**WORK INSTRUCTIONS**
Could every line of the data be printed exactly as it reads?

**DATASET CONTENT**
▬▬▬▬▬▬▬▬▬▬

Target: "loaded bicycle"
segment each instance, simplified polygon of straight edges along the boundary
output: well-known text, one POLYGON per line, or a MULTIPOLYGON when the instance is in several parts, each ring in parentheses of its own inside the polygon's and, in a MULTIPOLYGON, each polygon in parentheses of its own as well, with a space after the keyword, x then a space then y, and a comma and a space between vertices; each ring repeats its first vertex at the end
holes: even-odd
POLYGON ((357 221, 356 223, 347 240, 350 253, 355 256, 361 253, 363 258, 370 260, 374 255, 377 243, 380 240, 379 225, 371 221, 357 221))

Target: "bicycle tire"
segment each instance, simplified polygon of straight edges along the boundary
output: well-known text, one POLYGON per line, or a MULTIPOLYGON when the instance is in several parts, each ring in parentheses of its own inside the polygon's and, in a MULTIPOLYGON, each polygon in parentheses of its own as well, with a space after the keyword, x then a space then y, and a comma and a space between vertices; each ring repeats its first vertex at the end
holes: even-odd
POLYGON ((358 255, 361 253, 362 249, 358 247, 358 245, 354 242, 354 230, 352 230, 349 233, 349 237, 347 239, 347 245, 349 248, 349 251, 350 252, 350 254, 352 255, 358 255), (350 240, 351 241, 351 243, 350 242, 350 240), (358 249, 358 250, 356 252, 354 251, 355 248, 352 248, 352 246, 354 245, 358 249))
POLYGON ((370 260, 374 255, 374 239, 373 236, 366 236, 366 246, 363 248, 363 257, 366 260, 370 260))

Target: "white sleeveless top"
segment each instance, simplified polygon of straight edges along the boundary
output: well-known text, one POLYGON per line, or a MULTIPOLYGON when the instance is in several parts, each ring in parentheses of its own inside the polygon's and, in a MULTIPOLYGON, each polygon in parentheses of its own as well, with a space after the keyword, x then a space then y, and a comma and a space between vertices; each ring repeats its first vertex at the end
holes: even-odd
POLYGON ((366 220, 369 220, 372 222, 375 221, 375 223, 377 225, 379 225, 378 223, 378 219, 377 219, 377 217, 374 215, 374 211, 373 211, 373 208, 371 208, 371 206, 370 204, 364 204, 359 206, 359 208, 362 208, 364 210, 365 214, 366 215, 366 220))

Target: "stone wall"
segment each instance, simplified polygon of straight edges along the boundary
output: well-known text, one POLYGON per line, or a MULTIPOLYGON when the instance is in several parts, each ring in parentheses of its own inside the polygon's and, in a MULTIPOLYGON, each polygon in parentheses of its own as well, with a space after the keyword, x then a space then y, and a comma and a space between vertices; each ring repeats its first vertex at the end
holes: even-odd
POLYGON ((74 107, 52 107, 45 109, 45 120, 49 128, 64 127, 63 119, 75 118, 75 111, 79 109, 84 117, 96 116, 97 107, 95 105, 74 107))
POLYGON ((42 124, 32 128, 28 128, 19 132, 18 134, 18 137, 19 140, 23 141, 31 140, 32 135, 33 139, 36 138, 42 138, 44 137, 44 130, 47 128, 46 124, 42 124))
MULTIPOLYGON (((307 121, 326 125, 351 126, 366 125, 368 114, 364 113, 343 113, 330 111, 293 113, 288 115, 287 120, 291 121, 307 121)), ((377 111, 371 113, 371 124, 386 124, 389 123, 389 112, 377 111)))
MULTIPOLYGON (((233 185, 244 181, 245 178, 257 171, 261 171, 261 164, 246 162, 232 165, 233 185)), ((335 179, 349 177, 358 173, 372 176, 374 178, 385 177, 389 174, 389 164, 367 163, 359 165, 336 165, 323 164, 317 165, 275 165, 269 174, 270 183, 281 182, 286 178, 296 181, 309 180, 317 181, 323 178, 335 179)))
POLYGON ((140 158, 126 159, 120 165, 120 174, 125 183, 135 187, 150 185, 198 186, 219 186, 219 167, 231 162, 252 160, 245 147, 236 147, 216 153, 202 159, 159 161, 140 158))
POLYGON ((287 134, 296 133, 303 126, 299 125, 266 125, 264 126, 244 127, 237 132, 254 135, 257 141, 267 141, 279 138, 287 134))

▬▬▬▬▬▬▬▬▬▬

**SOLUTION BELOW**
Target: "loaded bicycle"
segment each instance, simplified polygon of straight edges along the boundary
output: well-known text, one POLYGON per line, or a MULTIPOLYGON when the instance is in several parts, each ring in parentheses of its own inside the polygon's and, in a MULTIPOLYGON, each polygon in parentheses of its own as well, with a space after the keyword, x then a space then y, and a comma and a space between vertices; each ring repeats its first vertex at the end
holes: even-odd
POLYGON ((357 221, 356 223, 347 240, 350 253, 355 256, 361 253, 363 258, 370 260, 374 255, 377 243, 380 240, 379 225, 371 221, 357 221))

Target: "bicycle tire"
segment each instance, simplified polygon of straight edges along the boundary
output: well-known text, one POLYGON per line, or a MULTIPOLYGON when the instance is in several parts, each ring in parentheses of its own inside the polygon's and, in a MULTIPOLYGON, each polygon in parentheses of its own as well, with a space after the keyword, x then a space then y, and a comma and a space between vertices; each ring repeats its first vertex at the end
holes: even-odd
POLYGON ((358 255, 361 253, 362 249, 358 247, 358 245, 354 242, 354 230, 352 230, 349 233, 349 237, 347 239, 347 245, 349 248, 349 251, 350 252, 350 254, 352 255, 358 255), (350 240, 351 241, 351 243, 350 242, 350 240), (358 249, 358 250, 356 252, 354 251, 355 248, 352 248, 352 246, 354 245, 358 249))
POLYGON ((370 260, 374 255, 374 239, 373 236, 366 236, 366 246, 363 248, 363 257, 366 260, 370 260))

Target: "white sleeveless top"
segment each instance, simplified polygon of straight edges along the boundary
output: well-known text, one POLYGON per line, or a MULTIPOLYGON when the instance is in several parts, each ring in parentheses of its own inside the polygon's and, in a MULTIPOLYGON, each polygon in parentheses of its own as well, with a space after the keyword, x then a space then y, and a comma and a space between vertices; each ring repeats its first vertex at the end
holes: even-odd
POLYGON ((366 220, 369 220, 372 222, 375 221, 375 223, 377 225, 379 225, 378 223, 378 219, 377 219, 377 217, 374 215, 374 211, 373 211, 373 208, 371 208, 371 206, 370 204, 364 204, 359 206, 359 208, 362 208, 364 210, 365 214, 366 215, 366 220))

Target: "stone wall"
segment each instance, simplified polygon of straight edges along the boundary
output: well-known text, one POLYGON per line, or a MULTIPOLYGON when the instance is in several parts, each ring in parentheses of its own inside the polygon's and, in a MULTIPOLYGON, each polygon in parentheses of its own as well, with a space after the keyword, x then a space then y, and a comma and a space between vertices; each ring repeats its first vertex at the end
holes: even-odd
POLYGON ((74 107, 52 107, 45 109, 45 120, 49 128, 64 127, 63 119, 75 118, 75 111, 79 109, 84 117, 96 116, 97 107, 95 105, 74 107))
POLYGON ((42 124, 32 128, 28 128, 19 132, 18 134, 18 137, 19 140, 23 141, 31 140, 32 135, 33 139, 36 138, 42 138, 44 137, 44 130, 47 128, 46 124, 42 124))
MULTIPOLYGON (((307 121, 326 125, 351 126, 366 125, 368 114, 364 113, 343 113, 330 111, 293 113, 288 115, 287 120, 291 121, 307 121)), ((377 111, 371 113, 371 124, 386 124, 389 123, 389 112, 377 111)))
MULTIPOLYGON (((233 185, 244 181, 245 178, 257 171, 261 171, 261 164, 246 162, 232 165, 233 185)), ((335 179, 349 177, 358 173, 372 176, 374 178, 385 177, 389 174, 389 164, 367 163, 359 165, 336 165, 323 164, 317 165, 275 165, 269 174, 270 183, 281 182, 286 178, 296 181, 309 180, 317 181, 323 178, 335 179)))
POLYGON ((140 158, 126 159, 120 165, 120 174, 125 183, 135 187, 150 185, 198 186, 219 186, 219 167, 231 162, 252 160, 245 147, 236 147, 216 153, 202 159, 159 161, 140 158))
POLYGON ((287 134, 296 133, 303 126, 299 125, 266 125, 264 126, 244 127, 237 132, 254 135, 257 141, 267 141, 279 138, 287 134))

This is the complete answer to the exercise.